» **WORK TO DO**:
[A] List the assumptions that the article on luxury retailers says have been called into question since the last quarter of 2008.
[B] Extend the article on luxury retailers, starting right after its final sentence.

» **ARTICLE**:

Posted on February 20, 2009

More affluence doesn't mean more for luxury retailers

When the financial meltdown hit the US consumer, it became clear that many previous predictions about the luxury market would be wrong, according to Richard Baker, founder of the US-based Premium Knowledge Group, who has provided new insights into the recession's implications for luxury retailers.

According to Baker, the growth of emerging economies and the resulting accumulation of personal wealth is closely tied to the health of the US economy. However, since the last quarter of 2008, several common assumptions have been called into question:

  1. That the number of affluent consumers would continue to increase at a faster than historic rate;  
  2. That the generational transfer of wealth would amplify the potential for the luxury market;  
  3. That the growth in the luxury market would be fastest in the emerging economies;  
  4. That personal financial success always comes with material celebration. Current events have engendered a noticeable slowdown in the display of personal wealth, and those who can still afford luxury purchases are already known to be postponing many of them in order to avoid calling attention to their own good fortune.

» **DATA LISTING**:
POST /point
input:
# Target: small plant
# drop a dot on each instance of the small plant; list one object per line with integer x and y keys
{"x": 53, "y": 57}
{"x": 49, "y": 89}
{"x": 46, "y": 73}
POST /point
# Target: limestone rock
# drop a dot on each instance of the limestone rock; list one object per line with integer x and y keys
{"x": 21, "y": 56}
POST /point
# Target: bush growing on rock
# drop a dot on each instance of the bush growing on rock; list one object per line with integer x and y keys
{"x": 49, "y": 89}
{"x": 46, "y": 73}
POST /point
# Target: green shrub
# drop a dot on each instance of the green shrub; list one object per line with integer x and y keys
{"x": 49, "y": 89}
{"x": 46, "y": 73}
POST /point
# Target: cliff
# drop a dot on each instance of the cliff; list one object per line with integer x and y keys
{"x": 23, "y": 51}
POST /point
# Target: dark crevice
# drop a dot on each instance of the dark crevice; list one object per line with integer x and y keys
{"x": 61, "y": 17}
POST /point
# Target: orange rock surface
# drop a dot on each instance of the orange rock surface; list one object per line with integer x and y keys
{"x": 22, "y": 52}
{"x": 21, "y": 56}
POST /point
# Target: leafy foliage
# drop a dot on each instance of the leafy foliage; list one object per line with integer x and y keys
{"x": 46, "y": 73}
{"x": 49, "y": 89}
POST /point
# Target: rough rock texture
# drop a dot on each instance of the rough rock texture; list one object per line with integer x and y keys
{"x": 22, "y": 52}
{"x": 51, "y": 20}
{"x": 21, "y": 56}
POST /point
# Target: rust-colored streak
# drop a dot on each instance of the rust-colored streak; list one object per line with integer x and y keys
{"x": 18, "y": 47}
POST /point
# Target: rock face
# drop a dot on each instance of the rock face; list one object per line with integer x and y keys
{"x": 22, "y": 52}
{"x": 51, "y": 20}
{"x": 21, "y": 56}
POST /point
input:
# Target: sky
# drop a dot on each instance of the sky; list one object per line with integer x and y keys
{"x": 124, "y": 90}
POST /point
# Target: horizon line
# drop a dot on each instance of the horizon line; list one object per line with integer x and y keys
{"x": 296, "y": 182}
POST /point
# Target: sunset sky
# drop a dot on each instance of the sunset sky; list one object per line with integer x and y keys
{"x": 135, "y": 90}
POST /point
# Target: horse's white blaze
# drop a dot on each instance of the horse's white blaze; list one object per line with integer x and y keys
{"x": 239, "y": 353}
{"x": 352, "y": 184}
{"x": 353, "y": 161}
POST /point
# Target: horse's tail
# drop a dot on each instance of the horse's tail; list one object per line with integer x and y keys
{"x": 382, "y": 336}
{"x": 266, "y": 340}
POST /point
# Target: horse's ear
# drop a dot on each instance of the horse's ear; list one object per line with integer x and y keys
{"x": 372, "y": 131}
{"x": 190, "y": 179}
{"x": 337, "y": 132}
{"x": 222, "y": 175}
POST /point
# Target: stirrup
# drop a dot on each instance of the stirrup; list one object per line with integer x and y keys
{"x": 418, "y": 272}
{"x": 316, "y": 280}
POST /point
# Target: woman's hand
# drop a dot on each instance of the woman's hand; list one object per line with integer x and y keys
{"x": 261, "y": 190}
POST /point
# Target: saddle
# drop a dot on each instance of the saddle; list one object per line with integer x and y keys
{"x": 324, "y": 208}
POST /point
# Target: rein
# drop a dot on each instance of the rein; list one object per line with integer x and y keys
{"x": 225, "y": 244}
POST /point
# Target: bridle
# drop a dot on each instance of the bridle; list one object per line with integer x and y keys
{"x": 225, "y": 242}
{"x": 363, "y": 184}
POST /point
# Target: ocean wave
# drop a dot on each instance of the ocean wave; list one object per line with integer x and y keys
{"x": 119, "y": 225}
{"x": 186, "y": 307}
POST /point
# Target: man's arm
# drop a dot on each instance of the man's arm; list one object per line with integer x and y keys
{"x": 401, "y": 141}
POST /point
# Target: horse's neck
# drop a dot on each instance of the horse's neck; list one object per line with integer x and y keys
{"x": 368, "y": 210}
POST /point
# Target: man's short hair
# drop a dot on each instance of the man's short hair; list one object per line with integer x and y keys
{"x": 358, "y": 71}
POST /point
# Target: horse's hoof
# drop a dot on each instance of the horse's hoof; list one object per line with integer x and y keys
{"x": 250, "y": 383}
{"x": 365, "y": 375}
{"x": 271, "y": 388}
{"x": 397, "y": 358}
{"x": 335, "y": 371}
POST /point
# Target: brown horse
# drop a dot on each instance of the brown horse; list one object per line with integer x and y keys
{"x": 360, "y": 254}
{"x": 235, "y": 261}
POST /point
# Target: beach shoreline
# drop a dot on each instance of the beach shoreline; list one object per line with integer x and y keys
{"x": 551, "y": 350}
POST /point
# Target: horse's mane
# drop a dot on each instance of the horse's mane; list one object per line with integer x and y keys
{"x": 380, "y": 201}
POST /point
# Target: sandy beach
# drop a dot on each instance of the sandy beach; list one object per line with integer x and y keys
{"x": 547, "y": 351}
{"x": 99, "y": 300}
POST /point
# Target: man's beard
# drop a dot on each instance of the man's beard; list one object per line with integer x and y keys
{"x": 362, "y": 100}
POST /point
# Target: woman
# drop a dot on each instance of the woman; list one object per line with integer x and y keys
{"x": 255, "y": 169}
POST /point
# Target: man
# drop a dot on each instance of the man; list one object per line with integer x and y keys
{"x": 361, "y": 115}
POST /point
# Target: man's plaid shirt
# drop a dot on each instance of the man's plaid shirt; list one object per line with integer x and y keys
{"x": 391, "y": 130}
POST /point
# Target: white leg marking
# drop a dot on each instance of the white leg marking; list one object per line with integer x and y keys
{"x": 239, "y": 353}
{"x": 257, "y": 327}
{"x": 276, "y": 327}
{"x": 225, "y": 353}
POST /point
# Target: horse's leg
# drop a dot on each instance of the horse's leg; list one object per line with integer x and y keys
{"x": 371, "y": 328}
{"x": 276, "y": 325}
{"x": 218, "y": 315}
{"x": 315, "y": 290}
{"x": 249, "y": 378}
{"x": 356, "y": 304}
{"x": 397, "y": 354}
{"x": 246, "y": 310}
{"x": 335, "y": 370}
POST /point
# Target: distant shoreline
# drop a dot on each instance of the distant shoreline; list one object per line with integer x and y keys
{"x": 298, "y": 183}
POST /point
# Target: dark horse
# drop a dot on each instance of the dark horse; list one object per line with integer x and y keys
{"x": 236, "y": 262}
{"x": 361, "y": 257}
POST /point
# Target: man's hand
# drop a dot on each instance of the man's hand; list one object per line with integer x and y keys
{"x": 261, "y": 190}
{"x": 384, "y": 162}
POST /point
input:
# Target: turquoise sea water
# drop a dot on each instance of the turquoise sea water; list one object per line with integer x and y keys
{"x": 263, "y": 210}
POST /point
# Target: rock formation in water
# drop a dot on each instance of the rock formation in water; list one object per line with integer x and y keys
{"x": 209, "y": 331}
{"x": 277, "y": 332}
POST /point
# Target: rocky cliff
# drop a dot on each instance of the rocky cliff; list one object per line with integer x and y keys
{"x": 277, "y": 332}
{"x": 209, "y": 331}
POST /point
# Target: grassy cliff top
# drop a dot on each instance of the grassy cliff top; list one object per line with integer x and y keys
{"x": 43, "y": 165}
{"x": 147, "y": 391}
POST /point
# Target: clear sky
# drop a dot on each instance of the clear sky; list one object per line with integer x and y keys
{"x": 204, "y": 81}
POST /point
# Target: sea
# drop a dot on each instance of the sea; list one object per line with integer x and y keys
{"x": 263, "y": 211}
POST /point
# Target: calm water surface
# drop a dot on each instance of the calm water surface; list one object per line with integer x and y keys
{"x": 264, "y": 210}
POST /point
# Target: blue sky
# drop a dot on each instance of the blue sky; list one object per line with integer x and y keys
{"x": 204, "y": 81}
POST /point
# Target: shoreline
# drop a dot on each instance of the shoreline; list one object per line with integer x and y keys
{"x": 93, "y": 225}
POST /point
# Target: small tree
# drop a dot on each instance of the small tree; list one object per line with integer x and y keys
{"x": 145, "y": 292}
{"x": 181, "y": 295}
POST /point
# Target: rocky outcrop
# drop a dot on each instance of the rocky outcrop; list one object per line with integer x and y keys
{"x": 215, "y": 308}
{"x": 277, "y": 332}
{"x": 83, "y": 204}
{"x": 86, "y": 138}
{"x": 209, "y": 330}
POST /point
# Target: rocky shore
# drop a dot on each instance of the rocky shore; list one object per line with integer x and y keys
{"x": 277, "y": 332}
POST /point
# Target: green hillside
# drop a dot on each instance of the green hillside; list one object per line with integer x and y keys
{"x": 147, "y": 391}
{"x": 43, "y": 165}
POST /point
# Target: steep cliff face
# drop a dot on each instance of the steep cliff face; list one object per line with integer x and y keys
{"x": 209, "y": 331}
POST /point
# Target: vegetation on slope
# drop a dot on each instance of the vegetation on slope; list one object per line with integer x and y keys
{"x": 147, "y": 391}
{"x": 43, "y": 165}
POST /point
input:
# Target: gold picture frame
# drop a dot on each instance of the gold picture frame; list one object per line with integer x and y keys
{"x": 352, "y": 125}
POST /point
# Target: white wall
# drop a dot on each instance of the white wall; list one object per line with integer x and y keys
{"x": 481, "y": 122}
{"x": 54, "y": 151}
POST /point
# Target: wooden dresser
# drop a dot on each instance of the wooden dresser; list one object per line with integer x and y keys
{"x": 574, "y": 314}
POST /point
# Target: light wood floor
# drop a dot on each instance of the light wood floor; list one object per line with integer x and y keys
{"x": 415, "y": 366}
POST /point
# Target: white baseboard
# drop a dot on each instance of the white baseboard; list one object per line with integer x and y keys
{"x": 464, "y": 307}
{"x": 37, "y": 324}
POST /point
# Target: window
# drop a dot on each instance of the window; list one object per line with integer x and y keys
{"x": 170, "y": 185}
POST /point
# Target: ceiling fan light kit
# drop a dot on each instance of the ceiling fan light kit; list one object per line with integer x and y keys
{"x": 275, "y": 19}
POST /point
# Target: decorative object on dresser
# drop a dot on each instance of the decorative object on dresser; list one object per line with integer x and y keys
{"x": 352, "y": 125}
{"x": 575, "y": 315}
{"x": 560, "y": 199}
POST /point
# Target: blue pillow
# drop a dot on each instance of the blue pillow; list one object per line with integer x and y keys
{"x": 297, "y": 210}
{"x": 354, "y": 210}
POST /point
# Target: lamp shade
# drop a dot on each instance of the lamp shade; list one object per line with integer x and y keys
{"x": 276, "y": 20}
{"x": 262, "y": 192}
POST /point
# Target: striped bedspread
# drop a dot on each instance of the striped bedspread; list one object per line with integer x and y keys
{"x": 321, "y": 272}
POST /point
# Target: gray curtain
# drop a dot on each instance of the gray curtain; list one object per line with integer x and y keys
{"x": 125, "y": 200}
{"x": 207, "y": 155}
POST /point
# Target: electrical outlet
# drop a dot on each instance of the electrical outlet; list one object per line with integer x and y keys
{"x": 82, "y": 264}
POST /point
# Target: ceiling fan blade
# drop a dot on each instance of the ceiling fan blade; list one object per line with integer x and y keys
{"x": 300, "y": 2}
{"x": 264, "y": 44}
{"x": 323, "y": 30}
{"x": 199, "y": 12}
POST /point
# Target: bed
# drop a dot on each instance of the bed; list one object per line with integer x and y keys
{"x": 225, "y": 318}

» **OUTPUTS**:
[A]
1. That the number of affluent consumers would continue to increase at a faster than historic rate.
2. That the generational transfer of wealth would amplify the potential for the luxury market.
3. That the growth in the luxury market would be fastest in the emerging economies.
4. That personal financial success always comes with material celebration.

[B]
As a result, the company suggests, luxury merchants can no longer count on the sheer increase in the number of affluent consumers to ensure the (at least in the near future) the viability of their brands and their companies. Neither can they count on existing affluent consumers to spend the way they did in the past.

Perhaps most importantly, the model for marketing luxury products and services to the wealthy will need to be aligned with changing consumer behaviours and needs, and more attention must be focused on the purpose of wealth, its benefits to society, and the related positive role of luxury as a medium or language rather than being an goal in its own right.

"Current conditions, and the probability that these conditions will last for some time yet, make the task of the luxury marketer far more difficult," concluded Baker. "More precision must be developed in differentiating the wealthy from each other, positioning products and services on a relevant basis, communicating in the language of the targeted consumer, and facilitating socially constructive relationships."